**WHAT IS REQUIRED**
Only the last stretch of the records is wanted: restate word for word the line with "of the green" and every line after it.

(EXTRACTED ENTRIES)

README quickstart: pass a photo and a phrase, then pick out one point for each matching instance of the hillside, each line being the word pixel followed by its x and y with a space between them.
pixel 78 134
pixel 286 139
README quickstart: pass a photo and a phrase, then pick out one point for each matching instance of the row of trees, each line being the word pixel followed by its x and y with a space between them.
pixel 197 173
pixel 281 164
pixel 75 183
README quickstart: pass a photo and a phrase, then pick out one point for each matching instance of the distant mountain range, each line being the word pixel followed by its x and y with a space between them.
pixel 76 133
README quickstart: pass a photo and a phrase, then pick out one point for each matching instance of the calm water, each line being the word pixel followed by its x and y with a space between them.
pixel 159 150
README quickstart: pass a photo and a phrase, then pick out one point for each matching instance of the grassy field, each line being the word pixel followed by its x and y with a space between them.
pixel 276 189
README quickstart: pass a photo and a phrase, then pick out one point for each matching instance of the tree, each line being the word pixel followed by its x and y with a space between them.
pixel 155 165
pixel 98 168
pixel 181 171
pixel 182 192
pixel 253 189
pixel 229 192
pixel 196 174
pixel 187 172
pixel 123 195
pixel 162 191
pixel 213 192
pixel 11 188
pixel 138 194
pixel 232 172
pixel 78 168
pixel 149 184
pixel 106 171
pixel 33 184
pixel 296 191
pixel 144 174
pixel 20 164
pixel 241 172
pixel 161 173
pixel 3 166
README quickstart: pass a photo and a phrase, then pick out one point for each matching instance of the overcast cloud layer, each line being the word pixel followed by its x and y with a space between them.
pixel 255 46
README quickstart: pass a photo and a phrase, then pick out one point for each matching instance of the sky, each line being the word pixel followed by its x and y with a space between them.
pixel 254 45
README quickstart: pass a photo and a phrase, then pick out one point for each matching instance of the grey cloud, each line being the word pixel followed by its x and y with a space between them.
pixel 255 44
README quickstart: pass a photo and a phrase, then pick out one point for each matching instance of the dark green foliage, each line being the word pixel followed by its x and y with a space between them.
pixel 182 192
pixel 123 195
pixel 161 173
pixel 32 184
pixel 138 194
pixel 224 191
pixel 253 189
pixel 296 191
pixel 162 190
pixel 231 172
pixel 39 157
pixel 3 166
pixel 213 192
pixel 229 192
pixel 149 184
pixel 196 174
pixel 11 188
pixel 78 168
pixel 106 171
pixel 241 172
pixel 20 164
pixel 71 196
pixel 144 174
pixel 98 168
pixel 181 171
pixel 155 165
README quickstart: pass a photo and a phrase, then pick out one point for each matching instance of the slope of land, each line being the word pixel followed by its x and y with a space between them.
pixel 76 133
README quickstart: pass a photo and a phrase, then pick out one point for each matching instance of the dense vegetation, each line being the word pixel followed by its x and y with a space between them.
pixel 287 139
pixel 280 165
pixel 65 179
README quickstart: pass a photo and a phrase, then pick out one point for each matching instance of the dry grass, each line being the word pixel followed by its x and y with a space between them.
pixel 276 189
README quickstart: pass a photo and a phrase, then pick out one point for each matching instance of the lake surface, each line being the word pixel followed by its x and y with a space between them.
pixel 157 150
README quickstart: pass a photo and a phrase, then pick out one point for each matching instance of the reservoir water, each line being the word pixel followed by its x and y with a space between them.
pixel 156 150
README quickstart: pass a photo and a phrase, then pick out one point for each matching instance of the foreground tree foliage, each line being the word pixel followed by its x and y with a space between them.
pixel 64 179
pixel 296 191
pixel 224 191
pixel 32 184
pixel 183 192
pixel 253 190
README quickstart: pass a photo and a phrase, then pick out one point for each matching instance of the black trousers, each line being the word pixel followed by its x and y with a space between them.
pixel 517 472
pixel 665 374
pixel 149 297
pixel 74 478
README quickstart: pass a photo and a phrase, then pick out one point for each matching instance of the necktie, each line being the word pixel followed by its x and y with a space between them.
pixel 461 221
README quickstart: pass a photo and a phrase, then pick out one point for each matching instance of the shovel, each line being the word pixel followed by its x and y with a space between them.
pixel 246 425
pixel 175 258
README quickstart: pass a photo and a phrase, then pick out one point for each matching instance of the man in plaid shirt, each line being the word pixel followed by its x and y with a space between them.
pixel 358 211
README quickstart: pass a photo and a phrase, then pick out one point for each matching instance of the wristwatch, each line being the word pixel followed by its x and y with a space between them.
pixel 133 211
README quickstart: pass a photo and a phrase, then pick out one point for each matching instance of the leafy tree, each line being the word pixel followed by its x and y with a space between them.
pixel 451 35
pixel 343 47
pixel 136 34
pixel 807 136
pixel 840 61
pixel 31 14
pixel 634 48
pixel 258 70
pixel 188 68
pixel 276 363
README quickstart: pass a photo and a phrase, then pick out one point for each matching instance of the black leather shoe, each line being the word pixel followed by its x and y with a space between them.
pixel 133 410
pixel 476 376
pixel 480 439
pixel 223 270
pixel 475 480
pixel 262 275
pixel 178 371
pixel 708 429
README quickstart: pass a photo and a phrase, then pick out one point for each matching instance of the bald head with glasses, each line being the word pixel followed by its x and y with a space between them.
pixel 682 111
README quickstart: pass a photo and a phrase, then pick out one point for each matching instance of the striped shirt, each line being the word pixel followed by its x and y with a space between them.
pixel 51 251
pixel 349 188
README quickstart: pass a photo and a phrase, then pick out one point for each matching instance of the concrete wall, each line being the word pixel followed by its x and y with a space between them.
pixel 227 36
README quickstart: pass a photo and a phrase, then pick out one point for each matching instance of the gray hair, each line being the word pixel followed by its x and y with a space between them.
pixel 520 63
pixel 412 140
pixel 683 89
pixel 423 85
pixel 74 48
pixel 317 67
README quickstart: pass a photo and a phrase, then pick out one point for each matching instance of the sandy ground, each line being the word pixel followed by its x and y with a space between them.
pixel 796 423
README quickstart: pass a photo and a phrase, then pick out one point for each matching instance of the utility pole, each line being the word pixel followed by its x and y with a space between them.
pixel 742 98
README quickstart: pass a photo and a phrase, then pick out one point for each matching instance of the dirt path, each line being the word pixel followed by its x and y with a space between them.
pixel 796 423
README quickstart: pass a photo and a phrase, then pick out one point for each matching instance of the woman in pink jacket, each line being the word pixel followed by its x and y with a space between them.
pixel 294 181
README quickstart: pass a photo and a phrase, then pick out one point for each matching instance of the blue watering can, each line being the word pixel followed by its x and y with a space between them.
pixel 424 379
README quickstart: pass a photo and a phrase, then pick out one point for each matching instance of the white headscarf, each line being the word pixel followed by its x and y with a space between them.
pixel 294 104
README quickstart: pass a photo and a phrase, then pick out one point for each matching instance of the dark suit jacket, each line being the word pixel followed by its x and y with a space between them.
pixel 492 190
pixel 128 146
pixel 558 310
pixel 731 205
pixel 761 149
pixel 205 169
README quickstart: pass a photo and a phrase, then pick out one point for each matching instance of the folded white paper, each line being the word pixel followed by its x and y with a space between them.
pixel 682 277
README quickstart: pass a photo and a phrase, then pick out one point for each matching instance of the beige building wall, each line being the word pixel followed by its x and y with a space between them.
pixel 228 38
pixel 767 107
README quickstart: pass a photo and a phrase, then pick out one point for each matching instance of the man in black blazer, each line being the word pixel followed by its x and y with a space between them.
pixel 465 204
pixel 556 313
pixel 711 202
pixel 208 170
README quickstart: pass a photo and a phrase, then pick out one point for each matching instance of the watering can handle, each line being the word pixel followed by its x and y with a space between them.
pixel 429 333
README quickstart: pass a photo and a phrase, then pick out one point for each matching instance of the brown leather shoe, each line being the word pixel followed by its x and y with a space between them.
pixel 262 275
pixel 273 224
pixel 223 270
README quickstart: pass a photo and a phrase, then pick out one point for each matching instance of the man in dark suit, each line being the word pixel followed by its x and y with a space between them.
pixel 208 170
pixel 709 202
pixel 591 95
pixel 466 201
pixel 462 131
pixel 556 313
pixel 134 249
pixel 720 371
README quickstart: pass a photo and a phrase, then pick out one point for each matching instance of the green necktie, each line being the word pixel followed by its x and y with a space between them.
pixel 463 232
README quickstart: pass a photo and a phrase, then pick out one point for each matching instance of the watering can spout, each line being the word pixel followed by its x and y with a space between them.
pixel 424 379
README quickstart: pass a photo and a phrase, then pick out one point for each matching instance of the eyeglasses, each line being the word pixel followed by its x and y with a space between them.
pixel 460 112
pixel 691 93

(End EXTRACTED ENTRIES)

**FINISHED EXERCISE**
README quickstart: pass a photo and a phrase, then pick out one point for each matching instance of the green necktie, each line being the word pixel followed by its x and y with a space between them.
pixel 463 232
README quickstart: pass a photo and a phrase, then pick out one point for each matching instance of the watering can spout, each line being the word pixel followed by its x and y with a space between them.
pixel 424 379
README quickstart: pass a photo and a phrase, then pick out one point for each matching instance of the eyeglasses, each line being the word pixel followed by its x and y with a space between them.
pixel 460 112
pixel 691 93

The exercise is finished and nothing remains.